Express every line of the records that follow as a JSON list of strings, one string per line, leaving out the blank lines.

*-*-*

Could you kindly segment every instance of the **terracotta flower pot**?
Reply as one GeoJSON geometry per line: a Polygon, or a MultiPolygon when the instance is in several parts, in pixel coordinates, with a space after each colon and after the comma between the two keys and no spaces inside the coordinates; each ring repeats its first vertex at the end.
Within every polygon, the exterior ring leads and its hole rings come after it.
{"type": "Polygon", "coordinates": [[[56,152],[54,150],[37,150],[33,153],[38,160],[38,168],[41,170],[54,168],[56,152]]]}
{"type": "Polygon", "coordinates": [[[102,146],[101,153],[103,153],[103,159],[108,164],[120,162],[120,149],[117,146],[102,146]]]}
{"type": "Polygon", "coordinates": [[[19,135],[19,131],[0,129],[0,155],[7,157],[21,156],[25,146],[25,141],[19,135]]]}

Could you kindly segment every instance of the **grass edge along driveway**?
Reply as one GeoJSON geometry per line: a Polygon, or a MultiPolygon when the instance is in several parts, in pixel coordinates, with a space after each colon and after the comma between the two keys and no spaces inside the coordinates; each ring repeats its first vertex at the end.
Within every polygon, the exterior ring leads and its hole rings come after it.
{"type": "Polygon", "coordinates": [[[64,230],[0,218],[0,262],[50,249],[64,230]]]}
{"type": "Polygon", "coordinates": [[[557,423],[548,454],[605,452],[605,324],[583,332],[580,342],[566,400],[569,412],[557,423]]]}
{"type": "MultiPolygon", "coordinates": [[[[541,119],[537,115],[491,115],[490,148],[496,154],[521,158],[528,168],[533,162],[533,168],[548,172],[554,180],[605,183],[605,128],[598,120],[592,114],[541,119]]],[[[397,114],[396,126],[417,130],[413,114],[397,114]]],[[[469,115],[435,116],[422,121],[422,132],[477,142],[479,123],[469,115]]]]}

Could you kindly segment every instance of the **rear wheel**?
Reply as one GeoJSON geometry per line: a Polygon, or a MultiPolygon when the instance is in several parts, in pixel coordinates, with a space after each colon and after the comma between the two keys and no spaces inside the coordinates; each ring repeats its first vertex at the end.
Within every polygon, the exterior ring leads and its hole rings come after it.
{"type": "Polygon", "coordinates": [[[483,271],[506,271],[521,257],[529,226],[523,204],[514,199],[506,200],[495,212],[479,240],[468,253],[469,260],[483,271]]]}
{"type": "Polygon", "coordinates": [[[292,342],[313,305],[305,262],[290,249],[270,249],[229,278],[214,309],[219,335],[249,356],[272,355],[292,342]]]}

*-*-*

THE RESULT
[
  "Could you kindly segment every instance of the **terracotta flower pot**?",
  "Reply as one GeoJSON geometry per line: a Polygon, or a MultiPolygon when the instance is in several parts, in pixel coordinates, with a space after each colon and after the comma between the two keys and no spaces inside the coordinates; each ring repeats its first vertex at the end.",
  "Within every polygon, the exterior ring leads and its hole rings come after it.",
  "{\"type\": \"Polygon\", \"coordinates\": [[[56,152],[54,150],[37,150],[33,153],[38,160],[38,168],[41,170],[54,168],[56,152]]]}",
  "{\"type\": \"Polygon\", \"coordinates\": [[[102,146],[101,153],[103,153],[103,159],[108,164],[120,162],[120,149],[117,146],[102,146]]]}",
  "{\"type\": \"Polygon\", \"coordinates\": [[[19,135],[19,131],[0,129],[0,155],[7,157],[21,156],[25,146],[25,141],[19,135]]]}",
  "Could you kindly segment every instance of the **grass edge along driveway**?",
  "Reply as one GeoJSON geometry per line: a Polygon, or a MultiPolygon when the instance is in several parts, in pixel coordinates, with a space after each colon and after the comma between the two keys and no spaces inside the coordinates; each ring repeats its first vertex at the end.",
  "Within every polygon, the exterior ring leads and its hole rings come after it.",
  "{\"type\": \"Polygon\", \"coordinates\": [[[64,230],[0,218],[0,262],[50,249],[64,230]]]}",
  "{\"type\": \"Polygon\", \"coordinates\": [[[557,423],[548,454],[605,452],[605,324],[583,332],[580,342],[566,400],[569,412],[557,423]]]}",
  "{\"type\": \"MultiPolygon\", \"coordinates\": [[[[541,119],[537,115],[491,115],[490,148],[496,154],[521,158],[528,168],[533,162],[533,168],[548,172],[554,180],[605,183],[605,128],[598,120],[592,114],[541,119]]],[[[397,114],[396,126],[417,130],[413,114],[397,114]]],[[[469,115],[435,116],[422,121],[422,132],[477,142],[479,123],[469,115]]]]}",
  "Could you kindly segment every instance of the **rear wheel**?",
  "Reply as one GeoJSON geometry per line: a Polygon, or a MultiPolygon when the instance is in several parts, in pixel coordinates, with a space after each colon and after the comma between the two keys and no spaces inside the coordinates; each ring repeats its first vertex at the end.",
  "Within every polygon, the exterior ring leads and its hole rings come after it.",
  "{\"type\": \"Polygon\", \"coordinates\": [[[483,271],[506,271],[521,257],[529,226],[523,204],[514,199],[506,200],[495,212],[479,240],[468,253],[469,260],[483,271]]]}",
  "{\"type\": \"Polygon\", \"coordinates\": [[[292,342],[313,305],[305,262],[290,249],[270,249],[229,278],[214,309],[219,335],[249,356],[272,355],[292,342]]]}"
]